-------- Material shown --------

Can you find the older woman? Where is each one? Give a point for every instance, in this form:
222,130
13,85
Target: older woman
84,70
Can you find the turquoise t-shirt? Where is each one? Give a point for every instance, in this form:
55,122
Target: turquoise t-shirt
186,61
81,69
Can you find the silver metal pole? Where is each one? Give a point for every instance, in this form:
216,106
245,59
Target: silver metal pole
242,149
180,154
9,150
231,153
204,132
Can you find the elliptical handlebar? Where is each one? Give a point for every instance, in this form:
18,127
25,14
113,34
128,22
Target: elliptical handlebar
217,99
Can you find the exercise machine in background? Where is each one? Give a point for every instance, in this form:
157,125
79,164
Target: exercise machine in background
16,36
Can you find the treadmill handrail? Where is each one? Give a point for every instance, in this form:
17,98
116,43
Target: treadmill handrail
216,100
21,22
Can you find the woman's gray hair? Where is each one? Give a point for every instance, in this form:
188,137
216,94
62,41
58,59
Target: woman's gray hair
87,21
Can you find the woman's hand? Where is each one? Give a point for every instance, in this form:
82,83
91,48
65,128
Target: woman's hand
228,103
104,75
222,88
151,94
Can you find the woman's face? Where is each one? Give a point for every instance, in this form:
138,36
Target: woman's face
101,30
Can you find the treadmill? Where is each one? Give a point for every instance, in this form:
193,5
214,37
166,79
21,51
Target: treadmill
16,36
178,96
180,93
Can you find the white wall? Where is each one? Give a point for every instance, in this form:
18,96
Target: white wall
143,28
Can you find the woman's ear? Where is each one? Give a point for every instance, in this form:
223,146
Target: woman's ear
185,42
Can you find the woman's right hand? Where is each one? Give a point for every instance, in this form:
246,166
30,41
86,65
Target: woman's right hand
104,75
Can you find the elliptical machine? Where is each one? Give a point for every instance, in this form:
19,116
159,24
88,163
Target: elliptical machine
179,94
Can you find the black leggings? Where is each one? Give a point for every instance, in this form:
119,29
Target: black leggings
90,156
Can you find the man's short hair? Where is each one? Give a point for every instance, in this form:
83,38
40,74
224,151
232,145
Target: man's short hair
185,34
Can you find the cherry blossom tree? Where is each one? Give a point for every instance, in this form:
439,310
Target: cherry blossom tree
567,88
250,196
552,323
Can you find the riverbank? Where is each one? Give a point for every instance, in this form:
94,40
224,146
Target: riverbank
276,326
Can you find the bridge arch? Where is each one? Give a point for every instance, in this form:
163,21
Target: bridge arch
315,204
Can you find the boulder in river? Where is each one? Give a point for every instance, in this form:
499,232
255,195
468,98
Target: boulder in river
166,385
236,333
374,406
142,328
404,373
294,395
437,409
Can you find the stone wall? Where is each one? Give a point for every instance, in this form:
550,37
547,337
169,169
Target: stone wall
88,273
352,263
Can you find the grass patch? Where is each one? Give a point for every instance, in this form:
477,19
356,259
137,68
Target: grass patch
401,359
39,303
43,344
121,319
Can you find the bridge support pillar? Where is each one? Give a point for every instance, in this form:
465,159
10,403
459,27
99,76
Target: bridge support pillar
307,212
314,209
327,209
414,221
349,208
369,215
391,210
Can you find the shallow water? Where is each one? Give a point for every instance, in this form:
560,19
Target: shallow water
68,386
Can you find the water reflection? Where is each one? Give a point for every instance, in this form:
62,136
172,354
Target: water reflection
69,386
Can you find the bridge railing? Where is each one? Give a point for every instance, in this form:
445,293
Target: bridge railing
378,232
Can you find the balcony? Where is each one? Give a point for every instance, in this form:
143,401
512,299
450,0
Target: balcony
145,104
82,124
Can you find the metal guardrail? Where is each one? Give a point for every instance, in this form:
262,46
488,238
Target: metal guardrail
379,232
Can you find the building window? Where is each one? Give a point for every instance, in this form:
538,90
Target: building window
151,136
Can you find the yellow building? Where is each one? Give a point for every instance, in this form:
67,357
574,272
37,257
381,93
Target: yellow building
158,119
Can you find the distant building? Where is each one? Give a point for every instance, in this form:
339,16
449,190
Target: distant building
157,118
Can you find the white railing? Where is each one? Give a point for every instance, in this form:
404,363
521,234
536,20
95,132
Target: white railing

--------
-------- Material shown --------

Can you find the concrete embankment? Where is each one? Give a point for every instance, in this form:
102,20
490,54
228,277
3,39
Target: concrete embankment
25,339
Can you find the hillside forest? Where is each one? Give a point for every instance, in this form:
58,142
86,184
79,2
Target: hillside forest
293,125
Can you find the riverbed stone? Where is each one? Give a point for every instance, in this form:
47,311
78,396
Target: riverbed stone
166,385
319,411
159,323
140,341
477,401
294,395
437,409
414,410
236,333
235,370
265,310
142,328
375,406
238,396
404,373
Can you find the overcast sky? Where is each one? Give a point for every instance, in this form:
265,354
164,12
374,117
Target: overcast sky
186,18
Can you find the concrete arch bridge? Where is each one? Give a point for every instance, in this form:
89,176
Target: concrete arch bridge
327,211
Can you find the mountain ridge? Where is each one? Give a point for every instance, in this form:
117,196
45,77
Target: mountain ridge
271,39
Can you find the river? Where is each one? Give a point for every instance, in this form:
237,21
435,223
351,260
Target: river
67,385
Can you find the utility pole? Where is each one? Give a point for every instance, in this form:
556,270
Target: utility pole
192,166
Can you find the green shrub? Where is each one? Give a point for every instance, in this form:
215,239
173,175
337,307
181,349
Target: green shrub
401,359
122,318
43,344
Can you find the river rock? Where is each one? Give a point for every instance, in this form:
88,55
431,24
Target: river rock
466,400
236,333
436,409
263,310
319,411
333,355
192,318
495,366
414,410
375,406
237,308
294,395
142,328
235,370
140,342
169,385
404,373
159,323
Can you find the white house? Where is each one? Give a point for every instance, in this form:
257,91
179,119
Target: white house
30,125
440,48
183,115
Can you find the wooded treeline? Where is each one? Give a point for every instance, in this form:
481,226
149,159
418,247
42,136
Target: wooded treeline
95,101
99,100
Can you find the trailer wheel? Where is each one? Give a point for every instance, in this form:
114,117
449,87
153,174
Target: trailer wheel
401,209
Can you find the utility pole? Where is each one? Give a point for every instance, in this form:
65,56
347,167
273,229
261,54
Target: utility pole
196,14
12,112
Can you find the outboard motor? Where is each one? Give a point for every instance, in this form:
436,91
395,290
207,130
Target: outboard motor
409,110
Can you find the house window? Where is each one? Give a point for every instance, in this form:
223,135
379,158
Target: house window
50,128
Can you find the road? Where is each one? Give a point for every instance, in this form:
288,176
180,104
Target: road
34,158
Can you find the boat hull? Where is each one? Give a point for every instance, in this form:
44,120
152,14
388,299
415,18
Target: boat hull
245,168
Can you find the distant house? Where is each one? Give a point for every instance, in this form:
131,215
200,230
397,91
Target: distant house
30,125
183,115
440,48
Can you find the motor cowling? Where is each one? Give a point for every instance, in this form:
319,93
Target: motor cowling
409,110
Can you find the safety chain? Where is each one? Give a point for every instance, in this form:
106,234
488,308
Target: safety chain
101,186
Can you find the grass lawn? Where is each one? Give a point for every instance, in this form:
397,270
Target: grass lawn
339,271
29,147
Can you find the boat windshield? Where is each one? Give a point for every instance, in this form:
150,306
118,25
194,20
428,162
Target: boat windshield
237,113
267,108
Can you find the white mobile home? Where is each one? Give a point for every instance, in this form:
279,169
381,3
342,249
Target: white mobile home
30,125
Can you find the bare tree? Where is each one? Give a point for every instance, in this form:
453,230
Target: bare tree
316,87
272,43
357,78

--------

> [Task goal]:
Which lines of the listing above contain the word "wooded"? Pull out each of them and copy it in full.

> [Answer to this exercise]:
Can you find the wooded treeline? Where is each one? Give a point for every instance, in this form:
Target: wooded treeline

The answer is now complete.